Copy every one of the entries below word for word, changing nothing.

>> begin Data shown

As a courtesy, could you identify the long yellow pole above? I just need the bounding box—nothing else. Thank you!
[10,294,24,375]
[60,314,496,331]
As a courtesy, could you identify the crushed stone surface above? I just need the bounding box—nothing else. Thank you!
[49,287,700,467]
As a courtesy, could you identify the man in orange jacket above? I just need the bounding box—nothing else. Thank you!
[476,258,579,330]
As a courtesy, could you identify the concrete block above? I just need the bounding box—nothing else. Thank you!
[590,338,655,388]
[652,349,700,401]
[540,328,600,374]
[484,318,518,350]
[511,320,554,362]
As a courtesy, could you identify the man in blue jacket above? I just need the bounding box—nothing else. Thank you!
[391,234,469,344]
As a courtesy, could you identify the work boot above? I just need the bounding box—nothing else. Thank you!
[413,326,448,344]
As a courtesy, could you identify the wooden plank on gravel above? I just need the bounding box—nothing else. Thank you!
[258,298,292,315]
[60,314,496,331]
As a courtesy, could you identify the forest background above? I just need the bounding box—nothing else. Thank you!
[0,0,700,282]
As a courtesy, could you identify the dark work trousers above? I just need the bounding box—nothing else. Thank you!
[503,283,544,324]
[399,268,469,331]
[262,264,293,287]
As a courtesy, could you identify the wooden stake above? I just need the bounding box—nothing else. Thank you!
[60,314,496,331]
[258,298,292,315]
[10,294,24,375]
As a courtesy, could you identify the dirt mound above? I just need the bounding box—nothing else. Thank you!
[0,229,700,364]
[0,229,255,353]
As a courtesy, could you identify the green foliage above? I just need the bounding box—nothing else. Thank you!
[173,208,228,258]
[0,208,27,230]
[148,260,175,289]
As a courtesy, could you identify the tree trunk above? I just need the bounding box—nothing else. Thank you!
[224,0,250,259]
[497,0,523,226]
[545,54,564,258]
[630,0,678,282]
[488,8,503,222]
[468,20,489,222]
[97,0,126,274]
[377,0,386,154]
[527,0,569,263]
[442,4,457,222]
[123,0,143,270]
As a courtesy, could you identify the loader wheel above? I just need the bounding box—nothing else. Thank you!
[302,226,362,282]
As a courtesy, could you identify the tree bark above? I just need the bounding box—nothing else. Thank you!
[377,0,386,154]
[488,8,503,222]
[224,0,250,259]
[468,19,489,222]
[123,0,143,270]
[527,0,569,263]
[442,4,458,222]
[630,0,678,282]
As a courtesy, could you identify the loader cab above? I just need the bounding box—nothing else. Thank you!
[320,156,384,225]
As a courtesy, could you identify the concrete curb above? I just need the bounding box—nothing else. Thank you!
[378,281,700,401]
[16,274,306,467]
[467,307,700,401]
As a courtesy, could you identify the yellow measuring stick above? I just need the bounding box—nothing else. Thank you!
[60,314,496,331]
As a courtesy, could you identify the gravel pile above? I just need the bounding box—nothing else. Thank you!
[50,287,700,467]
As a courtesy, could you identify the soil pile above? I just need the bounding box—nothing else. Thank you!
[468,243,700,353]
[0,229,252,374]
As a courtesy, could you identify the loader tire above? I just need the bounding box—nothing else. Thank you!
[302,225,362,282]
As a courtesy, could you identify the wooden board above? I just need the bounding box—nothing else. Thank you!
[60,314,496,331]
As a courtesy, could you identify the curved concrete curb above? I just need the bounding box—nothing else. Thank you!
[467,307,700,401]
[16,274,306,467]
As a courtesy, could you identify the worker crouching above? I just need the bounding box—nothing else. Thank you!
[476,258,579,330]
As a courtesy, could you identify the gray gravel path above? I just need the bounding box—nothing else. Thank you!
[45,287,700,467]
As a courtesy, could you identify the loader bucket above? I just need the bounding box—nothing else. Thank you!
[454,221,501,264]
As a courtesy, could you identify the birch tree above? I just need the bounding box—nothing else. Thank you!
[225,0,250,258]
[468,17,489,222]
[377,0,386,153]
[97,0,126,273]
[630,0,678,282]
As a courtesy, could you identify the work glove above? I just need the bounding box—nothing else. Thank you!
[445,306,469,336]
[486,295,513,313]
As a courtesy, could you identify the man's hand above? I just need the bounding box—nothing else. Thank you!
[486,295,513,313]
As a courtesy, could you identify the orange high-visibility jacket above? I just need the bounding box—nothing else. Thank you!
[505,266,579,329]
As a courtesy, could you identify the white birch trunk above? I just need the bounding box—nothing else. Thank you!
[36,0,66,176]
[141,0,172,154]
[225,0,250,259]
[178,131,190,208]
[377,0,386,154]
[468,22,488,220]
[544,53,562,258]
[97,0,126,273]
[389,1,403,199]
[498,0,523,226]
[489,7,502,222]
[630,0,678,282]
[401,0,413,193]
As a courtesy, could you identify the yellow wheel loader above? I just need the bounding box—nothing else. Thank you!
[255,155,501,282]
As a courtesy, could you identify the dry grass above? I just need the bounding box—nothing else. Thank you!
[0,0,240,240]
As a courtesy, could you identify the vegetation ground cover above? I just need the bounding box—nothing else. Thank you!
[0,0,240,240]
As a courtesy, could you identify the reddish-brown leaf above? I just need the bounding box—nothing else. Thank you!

>> end Data shown

◆ Task response ◆
As a courtesy, could you identify the long yellow pole above? I just need the bounding box—nothing else. Thank you!
[10,294,24,375]
[60,314,496,331]
As a courtesy, could you identify the crushed stone surface above? I just need the bounding box—nothing else. Thank you!
[49,287,700,467]
As a courtesy, could you identify the man in orange jacket above? I just need the bounding box—nothing else. Thank you!
[476,258,579,330]
As a courtesy, could you identify the concrete block above? I just need the bounding box—nothing else. Thank you!
[590,338,655,388]
[652,349,700,401]
[540,328,600,374]
[484,318,518,350]
[511,320,554,362]
As a courtesy, could you identify the man in blue jacket above? I just need the bounding box—nothing else. Thank you!
[391,234,469,344]
As a courtesy, could you identify the work boot above? I just need the bounding box—nothing else. Thank you!
[413,326,448,344]
As a courtesy, could you identify the wooden plank on gravel above? I just need the bounding box—nothing else. Thank you!
[258,298,292,315]
[60,314,496,331]
As a courtesy, could you identify the forest background above? I just need the bounding box—nothing else. Thank you!
[0,0,700,282]
As a courtesy, could you identify the dark work trousers above? I just need the bounding box—nothing else. Thank you!
[503,283,544,324]
[399,268,469,331]
[262,264,293,287]
As a courtesy, could you identify the wooden stake above? I just need the bounding box—nothing else. Thank you!
[60,314,496,331]
[258,298,292,315]
[10,294,24,375]
As a courtesy, could you identify the dirt mound above? I just need the bounding box—nothing else. Thank you!
[0,229,700,364]
[0,229,255,353]
As a courtesy, could you identify the green foliage above? I just need the bounding box—nothing else. Thank you!
[173,208,228,258]
[0,208,27,230]
[148,260,175,289]
As a courtesy, could you identify the tree trunk above? I just need the bounding box—nothing else. Thank you!
[224,0,250,259]
[497,0,523,226]
[545,54,564,258]
[630,0,678,282]
[488,8,503,222]
[468,20,489,222]
[97,0,126,274]
[377,0,386,154]
[527,0,569,263]
[442,4,457,222]
[123,0,143,270]
As a courtesy, could you identify the loader wheel above? I just need the bounding box—nothing else. Thank you!
[302,226,362,282]
As a courtesy, could you identify the tree bark above? I just need the bounding box—nothing else. Thank you!
[377,0,386,154]
[488,8,503,222]
[224,0,250,259]
[468,19,489,222]
[123,0,143,270]
[527,0,569,263]
[442,4,458,222]
[630,0,678,282]
As a courtesy, could you identify the loader cab above? I just need the bounding box—nothing else. Thank you!
[320,156,384,225]
As a courtesy, could you identify the concrete curb above? I just need the bounding box—nothing else. Thank you!
[378,281,700,401]
[16,274,306,467]
[467,307,700,401]
As a courtesy, could you identify the yellow measuring stick above? I just need the bounding box—nothing else. Thank you!
[60,314,496,331]
As a courtesy, could you identify the gravel pile above? I just need the bounding box—nothing else. Thank you!
[50,287,700,467]
As a courtesy, could you identify the soil pile above? I just need the bounding box—nothing else. Thank you!
[468,243,700,353]
[0,229,252,374]
As a courtesy, could you identify the loader tire above? I just need the bounding box—nothing else. Thank you!
[302,225,362,282]
As a courtesy, could you identify the wooden board above? I just need the bounding box—nothing else. Thank you!
[60,314,496,331]
As a courtesy, could you identify the curved concrete curb above? I just need the bounding box—nothing else. Thank you!
[467,307,700,401]
[16,274,306,467]
As a courtesy, could you identify the worker crouching above? I just need the bounding box—nothing else. Thank you!
[476,258,579,330]
As a courtesy, could you identify the gray gravel path above? I just need the bounding box—nothing else. Thank you!
[45,287,700,467]
As a courtesy, could you identify the loader bucket above? I just need the bounding box—nothing else. Thank you!
[454,221,501,264]
As a courtesy, could you identify the birch tree above? I just need the bounding box—nothing else. Thank you!
[225,0,250,258]
[468,17,489,222]
[377,0,386,153]
[97,0,126,273]
[630,0,678,282]
As a courtesy, could you identify the work glove above? I just need the bounding box—nothing else. Thank you!
[445,306,469,336]
[486,295,513,313]
As a courtesy, could you identify the man's hand above? I just need the bounding box—nothing else. Thank you!
[486,295,513,313]
As a courtesy, could you identify the orange high-visibility jacket above? I just need the bounding box—nothing else. Thank you!
[505,266,579,329]
As a courtesy, could you identify the white birch trunk above? I just need the bounding box—nothing else. Thank you!
[36,0,66,176]
[141,0,172,154]
[225,0,250,259]
[178,131,190,208]
[377,0,386,154]
[468,22,488,220]
[544,53,562,258]
[97,0,126,273]
[389,1,403,199]
[498,0,523,226]
[489,7,502,222]
[630,0,678,282]
[401,0,413,193]
As a courtesy, could you identify the yellow wheel loader above? I just need the bounding box—nothing else. Thank you!
[255,155,501,282]
As a courtesy, could you identify the dry grass above? I just need the bounding box—nothing else. Thank you!
[0,0,240,240]
As a courtesy, could you identify the vegetation ground cover above? I just need the bounding box—nothing else. Thank you!
[0,0,240,240]
As a courtesy, could you identify the reddish-brown leaf above? I just need the bounding box—nothing else. Thank you!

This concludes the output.